Frequency of instruments categorized by type used in instrumental variable analyses
| IV type | Explanation/example | Frequency |
|---|---|---|
| Historical | Usually prescribing preference of physician or facility based on historical records of previously administered therapies | 34 |
| Geographic | Differential distance between patient's postcode and nearest health facility | 20 |
| Mendelian | Genetic characteristics: single nucleotide polymorphisms | 11 |
| Time | Time-based characteristic of treatment such as date of therapy | 10 |
| Other | Characteristics of individual, for example, age of patient, weight of offspring | 8 |
| Lagged | Previous therapy or outcome of patient | 6 |
| Randomization | Original randomization | 1 |
Abbreviation: IV, instrumental variable.

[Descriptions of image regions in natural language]

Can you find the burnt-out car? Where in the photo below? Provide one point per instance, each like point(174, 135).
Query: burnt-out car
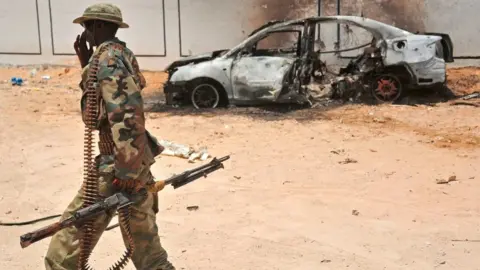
point(263, 70)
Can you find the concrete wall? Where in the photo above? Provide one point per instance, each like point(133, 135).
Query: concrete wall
point(41, 31)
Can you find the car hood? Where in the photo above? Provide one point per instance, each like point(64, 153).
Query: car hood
point(195, 59)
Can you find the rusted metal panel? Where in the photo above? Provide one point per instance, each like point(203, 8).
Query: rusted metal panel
point(259, 78)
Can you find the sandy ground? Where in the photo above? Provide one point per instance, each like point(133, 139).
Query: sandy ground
point(285, 200)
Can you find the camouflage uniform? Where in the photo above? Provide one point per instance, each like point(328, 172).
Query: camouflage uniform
point(120, 83)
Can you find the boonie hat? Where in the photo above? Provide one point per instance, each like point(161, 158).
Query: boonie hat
point(102, 12)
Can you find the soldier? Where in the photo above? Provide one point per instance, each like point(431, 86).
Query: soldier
point(122, 118)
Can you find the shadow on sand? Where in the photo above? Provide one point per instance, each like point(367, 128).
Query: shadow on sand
point(276, 112)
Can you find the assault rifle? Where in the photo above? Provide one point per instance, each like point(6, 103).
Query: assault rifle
point(118, 201)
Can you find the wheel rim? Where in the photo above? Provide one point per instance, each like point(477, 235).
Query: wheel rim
point(205, 96)
point(387, 88)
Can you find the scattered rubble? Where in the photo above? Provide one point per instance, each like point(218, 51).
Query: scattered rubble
point(192, 208)
point(446, 181)
point(347, 161)
point(183, 151)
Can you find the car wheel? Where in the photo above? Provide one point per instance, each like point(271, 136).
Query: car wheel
point(386, 88)
point(205, 95)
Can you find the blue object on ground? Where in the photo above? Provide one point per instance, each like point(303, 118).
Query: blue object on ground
point(16, 81)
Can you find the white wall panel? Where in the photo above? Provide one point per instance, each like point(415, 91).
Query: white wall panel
point(146, 35)
point(19, 27)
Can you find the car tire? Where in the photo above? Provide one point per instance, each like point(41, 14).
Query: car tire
point(386, 88)
point(205, 95)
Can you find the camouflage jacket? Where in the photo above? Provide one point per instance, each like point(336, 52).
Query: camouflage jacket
point(120, 83)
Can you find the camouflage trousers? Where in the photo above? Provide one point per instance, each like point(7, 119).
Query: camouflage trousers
point(149, 254)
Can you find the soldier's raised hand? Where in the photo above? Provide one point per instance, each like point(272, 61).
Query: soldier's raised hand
point(83, 52)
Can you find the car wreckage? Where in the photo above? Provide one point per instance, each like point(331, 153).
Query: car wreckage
point(249, 74)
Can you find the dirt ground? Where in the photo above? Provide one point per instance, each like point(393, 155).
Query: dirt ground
point(346, 187)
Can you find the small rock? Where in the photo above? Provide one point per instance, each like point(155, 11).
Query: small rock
point(347, 161)
point(192, 208)
point(442, 181)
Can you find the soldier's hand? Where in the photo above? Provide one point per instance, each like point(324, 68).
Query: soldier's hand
point(83, 52)
point(127, 186)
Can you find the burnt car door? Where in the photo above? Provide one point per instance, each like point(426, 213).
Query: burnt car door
point(259, 70)
point(445, 50)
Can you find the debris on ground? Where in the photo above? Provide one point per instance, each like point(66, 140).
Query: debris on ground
point(192, 208)
point(183, 151)
point(347, 161)
point(17, 81)
point(337, 152)
point(446, 181)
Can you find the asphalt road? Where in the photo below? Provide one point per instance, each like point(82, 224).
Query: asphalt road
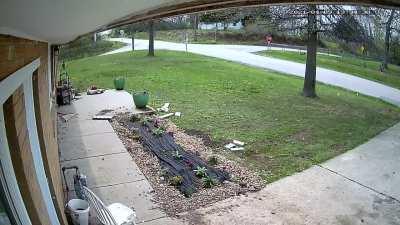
point(244, 54)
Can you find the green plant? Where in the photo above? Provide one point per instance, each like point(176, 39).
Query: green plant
point(177, 155)
point(209, 182)
point(146, 120)
point(176, 180)
point(134, 118)
point(159, 131)
point(213, 160)
point(200, 171)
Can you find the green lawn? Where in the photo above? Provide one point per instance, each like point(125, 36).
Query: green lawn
point(285, 132)
point(363, 68)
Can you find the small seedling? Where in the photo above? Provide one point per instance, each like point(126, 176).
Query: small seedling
point(209, 182)
point(134, 118)
point(176, 180)
point(159, 131)
point(177, 155)
point(145, 121)
point(200, 171)
point(213, 160)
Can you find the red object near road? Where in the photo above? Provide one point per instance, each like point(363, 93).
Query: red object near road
point(268, 39)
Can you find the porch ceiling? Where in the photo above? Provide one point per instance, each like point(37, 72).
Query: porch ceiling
point(60, 21)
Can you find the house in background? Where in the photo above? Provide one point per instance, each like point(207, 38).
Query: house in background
point(30, 181)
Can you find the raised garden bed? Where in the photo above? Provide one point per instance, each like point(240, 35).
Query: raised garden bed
point(185, 174)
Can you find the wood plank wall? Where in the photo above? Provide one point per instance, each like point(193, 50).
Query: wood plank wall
point(14, 54)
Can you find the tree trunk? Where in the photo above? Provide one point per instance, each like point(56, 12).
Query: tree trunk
point(387, 40)
point(195, 26)
point(133, 41)
point(215, 33)
point(311, 64)
point(151, 38)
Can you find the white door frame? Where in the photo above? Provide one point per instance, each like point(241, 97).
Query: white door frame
point(7, 87)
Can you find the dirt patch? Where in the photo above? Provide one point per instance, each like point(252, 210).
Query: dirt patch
point(170, 199)
point(303, 136)
point(207, 140)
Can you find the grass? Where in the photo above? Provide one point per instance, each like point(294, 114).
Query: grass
point(223, 37)
point(359, 67)
point(85, 48)
point(285, 132)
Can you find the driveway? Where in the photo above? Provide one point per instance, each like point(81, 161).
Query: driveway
point(244, 54)
point(356, 188)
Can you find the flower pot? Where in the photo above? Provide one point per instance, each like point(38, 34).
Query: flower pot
point(141, 98)
point(119, 83)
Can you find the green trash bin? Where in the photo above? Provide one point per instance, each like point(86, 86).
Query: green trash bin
point(141, 99)
point(119, 83)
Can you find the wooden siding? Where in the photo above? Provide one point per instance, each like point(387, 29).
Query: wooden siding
point(14, 54)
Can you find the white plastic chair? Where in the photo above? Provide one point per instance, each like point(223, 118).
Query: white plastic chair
point(114, 214)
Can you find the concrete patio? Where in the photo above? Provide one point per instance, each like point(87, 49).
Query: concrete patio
point(93, 146)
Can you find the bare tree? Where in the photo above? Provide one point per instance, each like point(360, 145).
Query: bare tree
point(151, 38)
point(311, 63)
point(388, 35)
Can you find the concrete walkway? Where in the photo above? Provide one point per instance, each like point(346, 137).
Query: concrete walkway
point(243, 54)
point(358, 187)
point(93, 146)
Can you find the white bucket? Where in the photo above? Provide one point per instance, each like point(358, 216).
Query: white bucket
point(79, 211)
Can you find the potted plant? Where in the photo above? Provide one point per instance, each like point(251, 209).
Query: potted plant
point(119, 83)
point(140, 98)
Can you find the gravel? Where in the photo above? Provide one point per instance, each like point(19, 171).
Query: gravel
point(170, 199)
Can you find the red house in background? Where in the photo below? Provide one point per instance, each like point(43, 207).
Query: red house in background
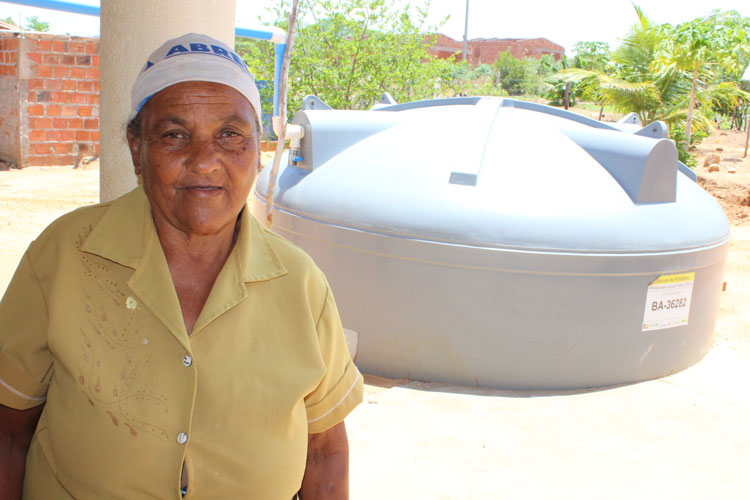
point(486, 50)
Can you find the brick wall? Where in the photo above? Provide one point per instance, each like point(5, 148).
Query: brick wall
point(486, 50)
point(57, 91)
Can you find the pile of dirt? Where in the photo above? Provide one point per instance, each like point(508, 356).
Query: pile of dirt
point(730, 184)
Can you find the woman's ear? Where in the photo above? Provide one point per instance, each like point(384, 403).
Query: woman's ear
point(134, 144)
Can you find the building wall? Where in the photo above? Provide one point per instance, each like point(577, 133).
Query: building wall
point(486, 50)
point(9, 103)
point(53, 88)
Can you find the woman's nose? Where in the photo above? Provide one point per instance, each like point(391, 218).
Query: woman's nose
point(204, 156)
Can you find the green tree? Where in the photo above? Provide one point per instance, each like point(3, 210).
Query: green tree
point(593, 56)
point(33, 23)
point(653, 73)
point(700, 47)
point(349, 52)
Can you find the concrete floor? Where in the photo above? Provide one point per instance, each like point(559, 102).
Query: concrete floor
point(686, 436)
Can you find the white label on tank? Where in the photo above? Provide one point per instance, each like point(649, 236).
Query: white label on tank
point(668, 301)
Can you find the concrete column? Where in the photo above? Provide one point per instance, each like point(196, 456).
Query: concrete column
point(130, 31)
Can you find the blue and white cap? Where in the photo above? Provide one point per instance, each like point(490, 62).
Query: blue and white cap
point(193, 57)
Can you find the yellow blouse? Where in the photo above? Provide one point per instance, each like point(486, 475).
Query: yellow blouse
point(91, 324)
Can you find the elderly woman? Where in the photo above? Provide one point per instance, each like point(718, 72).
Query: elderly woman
point(165, 345)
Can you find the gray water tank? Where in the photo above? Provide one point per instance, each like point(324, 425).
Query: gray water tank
point(504, 244)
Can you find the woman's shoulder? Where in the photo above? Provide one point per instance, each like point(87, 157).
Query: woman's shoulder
point(73, 228)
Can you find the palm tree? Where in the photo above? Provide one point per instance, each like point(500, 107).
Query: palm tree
point(659, 76)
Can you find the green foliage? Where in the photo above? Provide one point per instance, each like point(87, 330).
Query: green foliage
point(684, 75)
point(525, 77)
point(593, 56)
point(34, 24)
point(349, 52)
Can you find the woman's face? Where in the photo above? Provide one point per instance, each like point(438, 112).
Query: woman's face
point(198, 156)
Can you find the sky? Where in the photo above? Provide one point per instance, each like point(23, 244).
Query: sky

▸ **Exercises to complete**
• A. List every IV type named in the instrument table.
• B. Retype the instrument table, starting with "Frequency of instruments" and going on through "IV, instrumental variable.".
• C. Translate the heading of the instrument table, "Frequency of instruments categorized by type used in instrumental variable analyses", into Spanish.
The data are separate material and have no connection to the instrument table.

▸ **Written responses**
• A. Historical, Geographic, Mendelian, Time, Other, Lagged, Randomization

• B.
Frequency of instruments categorized by type used in instrumental variable analyses
| IV type | Explanation/example | Frequency |
|---|---|---|
| Historical | Usually prescribing preference of physician or facility based on historical records of previously administered therapies | 34 |
| Geographic | Differential distance between patient's postcode and nearest health facility | 20 |
| Mendelian | Genetic characteristics: single nucleotide polymorphisms | 11 |
| Time | Time-based characteristic of treatment such as date of therapy | 10 |
| Other | Characteristics of individual, for example, age of patient, weight of offspring | 8 |
| Lagged | Previous therapy or outcome of patient | 6 |
| Randomization | Original randomization | 1 |
Abbreviation: IV, instrumental variable.

• C. Frecuencia de los instrumentos, clasificados por tipo, utilizados en los análisis de variables instrumentales